What to do: Copy, word for word, the line containing "Indicate one point per instance of the eyebrow" and each line that follows it in the entries below; pictures do not belong in the copy.

Material provided:
--------
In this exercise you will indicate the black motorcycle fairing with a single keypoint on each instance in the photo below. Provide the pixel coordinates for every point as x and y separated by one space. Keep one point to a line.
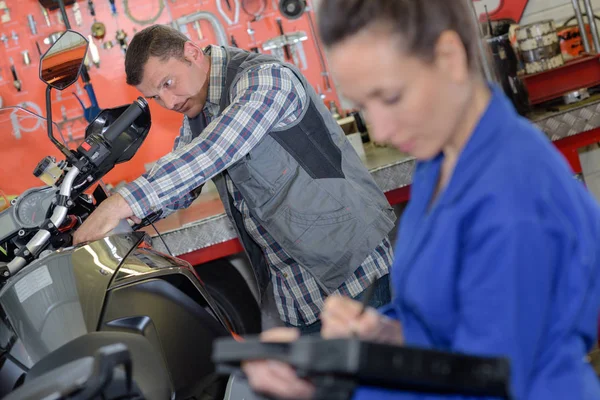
174 323
149 372
60 297
96 265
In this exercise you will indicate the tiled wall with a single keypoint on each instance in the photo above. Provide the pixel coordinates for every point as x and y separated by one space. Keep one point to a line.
538 10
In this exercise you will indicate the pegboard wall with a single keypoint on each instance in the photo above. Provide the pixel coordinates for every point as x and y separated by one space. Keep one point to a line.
20 153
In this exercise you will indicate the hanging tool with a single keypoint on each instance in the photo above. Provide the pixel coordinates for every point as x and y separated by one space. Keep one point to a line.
149 21
196 26
286 49
236 17
26 58
298 52
91 9
254 8
16 80
46 15
77 14
220 33
6 16
122 39
32 24
94 52
292 9
313 32
251 32
98 30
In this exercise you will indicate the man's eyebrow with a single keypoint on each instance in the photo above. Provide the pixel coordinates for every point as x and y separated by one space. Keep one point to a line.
375 93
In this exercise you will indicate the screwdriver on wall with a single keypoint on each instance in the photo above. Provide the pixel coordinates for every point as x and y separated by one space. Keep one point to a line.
16 80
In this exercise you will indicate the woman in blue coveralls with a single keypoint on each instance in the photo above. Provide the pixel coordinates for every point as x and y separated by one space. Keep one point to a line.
499 248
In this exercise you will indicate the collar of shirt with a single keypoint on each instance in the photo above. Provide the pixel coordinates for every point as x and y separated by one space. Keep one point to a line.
217 77
481 147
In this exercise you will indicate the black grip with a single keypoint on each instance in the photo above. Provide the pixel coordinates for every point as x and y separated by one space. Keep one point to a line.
128 117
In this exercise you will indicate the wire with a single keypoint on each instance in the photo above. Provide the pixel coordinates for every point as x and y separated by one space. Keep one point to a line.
161 7
6 202
161 238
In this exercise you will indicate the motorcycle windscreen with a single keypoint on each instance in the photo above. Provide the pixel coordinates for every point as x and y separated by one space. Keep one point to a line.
60 297
25 143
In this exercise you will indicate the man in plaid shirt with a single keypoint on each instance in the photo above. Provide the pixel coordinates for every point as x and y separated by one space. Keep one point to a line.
239 109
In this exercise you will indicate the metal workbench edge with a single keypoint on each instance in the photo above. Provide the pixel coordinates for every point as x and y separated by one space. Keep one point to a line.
388 176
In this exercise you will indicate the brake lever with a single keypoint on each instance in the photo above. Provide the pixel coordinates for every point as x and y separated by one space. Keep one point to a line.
150 219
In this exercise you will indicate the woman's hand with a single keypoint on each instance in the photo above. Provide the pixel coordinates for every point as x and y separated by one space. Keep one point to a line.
275 378
341 317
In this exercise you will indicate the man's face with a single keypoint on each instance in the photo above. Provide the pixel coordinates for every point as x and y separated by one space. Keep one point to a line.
178 85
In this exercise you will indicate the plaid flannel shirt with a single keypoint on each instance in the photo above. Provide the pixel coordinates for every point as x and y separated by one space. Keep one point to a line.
267 96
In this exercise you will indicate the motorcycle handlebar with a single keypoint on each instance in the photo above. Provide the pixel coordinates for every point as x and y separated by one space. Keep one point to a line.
37 243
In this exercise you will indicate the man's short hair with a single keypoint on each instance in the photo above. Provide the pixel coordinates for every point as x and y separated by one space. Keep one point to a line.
160 41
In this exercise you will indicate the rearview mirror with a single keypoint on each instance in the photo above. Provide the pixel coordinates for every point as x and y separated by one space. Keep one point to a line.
61 65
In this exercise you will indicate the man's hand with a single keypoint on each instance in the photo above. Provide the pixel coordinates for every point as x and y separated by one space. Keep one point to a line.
341 318
275 378
103 220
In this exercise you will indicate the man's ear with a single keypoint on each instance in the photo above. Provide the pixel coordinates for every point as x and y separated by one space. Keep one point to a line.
451 57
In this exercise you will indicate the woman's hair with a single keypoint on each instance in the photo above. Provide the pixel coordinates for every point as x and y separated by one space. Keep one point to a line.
419 23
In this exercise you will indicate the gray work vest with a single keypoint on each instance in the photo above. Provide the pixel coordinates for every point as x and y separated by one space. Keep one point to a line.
307 187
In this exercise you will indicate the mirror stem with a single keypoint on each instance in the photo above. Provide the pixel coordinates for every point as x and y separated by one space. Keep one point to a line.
58 144
63 11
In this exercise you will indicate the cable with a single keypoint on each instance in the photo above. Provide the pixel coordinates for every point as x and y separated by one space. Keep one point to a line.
160 236
6 201
161 7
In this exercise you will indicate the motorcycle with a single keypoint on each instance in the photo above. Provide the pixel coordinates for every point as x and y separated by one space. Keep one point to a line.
61 304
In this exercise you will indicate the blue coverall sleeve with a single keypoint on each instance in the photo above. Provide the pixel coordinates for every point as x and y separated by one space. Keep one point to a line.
503 294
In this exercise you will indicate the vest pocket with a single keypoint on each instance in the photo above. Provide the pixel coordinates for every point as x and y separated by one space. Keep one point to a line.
317 241
259 177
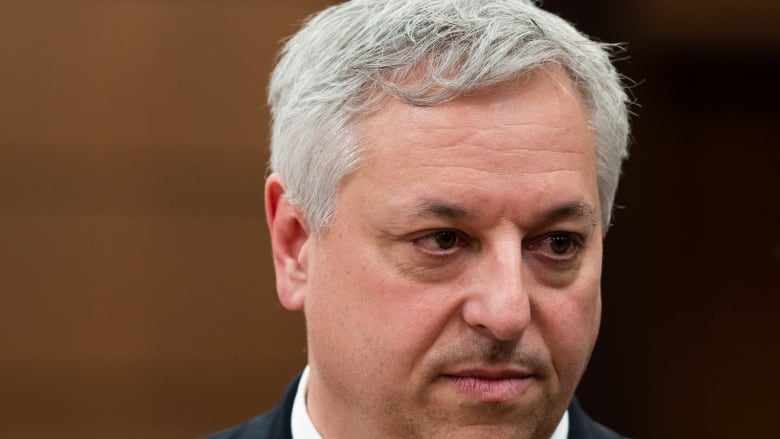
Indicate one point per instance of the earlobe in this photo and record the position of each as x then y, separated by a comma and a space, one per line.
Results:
289, 236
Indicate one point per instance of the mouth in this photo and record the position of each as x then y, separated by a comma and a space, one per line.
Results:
490, 385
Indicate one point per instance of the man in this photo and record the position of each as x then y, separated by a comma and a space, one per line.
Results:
443, 176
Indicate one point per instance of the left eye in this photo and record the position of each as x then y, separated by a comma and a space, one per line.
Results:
441, 242
558, 245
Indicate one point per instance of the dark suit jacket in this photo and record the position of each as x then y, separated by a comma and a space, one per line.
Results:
276, 423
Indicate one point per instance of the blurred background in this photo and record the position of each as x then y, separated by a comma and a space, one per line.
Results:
137, 293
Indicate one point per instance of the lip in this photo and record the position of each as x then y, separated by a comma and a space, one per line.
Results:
490, 385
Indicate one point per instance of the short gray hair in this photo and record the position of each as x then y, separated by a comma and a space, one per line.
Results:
346, 59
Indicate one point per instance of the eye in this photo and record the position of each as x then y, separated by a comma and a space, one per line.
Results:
558, 246
441, 242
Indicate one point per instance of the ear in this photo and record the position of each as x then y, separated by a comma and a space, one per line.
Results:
289, 235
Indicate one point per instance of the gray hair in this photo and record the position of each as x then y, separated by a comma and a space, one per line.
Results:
348, 58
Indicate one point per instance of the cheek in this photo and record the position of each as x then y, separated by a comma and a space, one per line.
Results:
572, 327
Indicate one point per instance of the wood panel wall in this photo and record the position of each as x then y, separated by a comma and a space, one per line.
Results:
137, 292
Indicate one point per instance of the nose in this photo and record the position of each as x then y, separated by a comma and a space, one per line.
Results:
498, 302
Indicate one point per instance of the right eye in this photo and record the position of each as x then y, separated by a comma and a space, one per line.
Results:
441, 242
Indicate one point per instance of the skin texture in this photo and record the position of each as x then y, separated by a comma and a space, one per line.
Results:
456, 292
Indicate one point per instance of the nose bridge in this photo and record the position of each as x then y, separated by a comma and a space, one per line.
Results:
499, 302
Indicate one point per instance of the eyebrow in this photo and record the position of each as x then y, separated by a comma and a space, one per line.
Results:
574, 211
439, 209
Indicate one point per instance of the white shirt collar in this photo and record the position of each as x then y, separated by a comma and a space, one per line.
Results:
303, 428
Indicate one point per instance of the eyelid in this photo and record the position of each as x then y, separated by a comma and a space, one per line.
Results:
578, 242
464, 240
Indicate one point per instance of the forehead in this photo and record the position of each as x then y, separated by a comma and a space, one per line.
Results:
521, 144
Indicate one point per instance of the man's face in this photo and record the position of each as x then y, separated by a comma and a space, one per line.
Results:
456, 291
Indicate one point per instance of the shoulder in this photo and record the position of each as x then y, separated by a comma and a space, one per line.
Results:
273, 424
581, 426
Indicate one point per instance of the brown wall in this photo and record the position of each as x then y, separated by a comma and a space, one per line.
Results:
137, 294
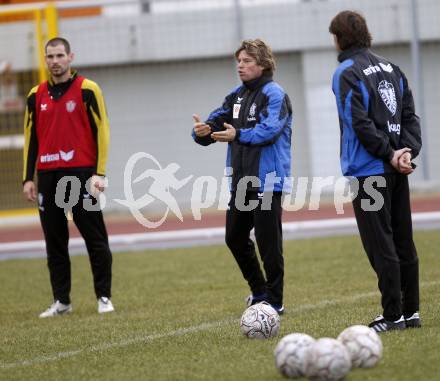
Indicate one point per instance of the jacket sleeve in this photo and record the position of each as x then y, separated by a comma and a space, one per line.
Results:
--------
Solution to this task:
Indicate one point per instance of the eyebrow in this photo and record the position of each as x then y, separated by a comma and a space, one per line.
Results:
574, 211
439, 209
Indicate one point per instance of the white shirt collar in this photo and record the position of each as x then y, separated by a comma and a space, one per line.
Results:
303, 428
Indicate one point per instance of the eyelid in this photo and record the position of each as x then y, separated by a comma and a space, one per line.
Results:
578, 242
464, 240
Indicate one point per instance of the forehead in this photo and record the position of each as x then y, separated by a comma and a space, one per line.
Results:
521, 144
Indicate one point per instance of the man's face in this photo and record the position of each as x then y, separated by a comma and a space, one per line.
Results:
456, 291
Indicate one point per instance of the shoulder in this photo and record the position of each as x then y, separated by a comma and a space, one per line.
Results:
273, 424
581, 426
Indicate one point per instance of the brown wall in this photo and record the position of each as x then y, separated by a comma and a space, one per line.
Results:
137, 294
Indicate one point per instance of the jacket sleeve in this photo and record the position of each as x then y, separated by a comma and a space, one per line.
Results:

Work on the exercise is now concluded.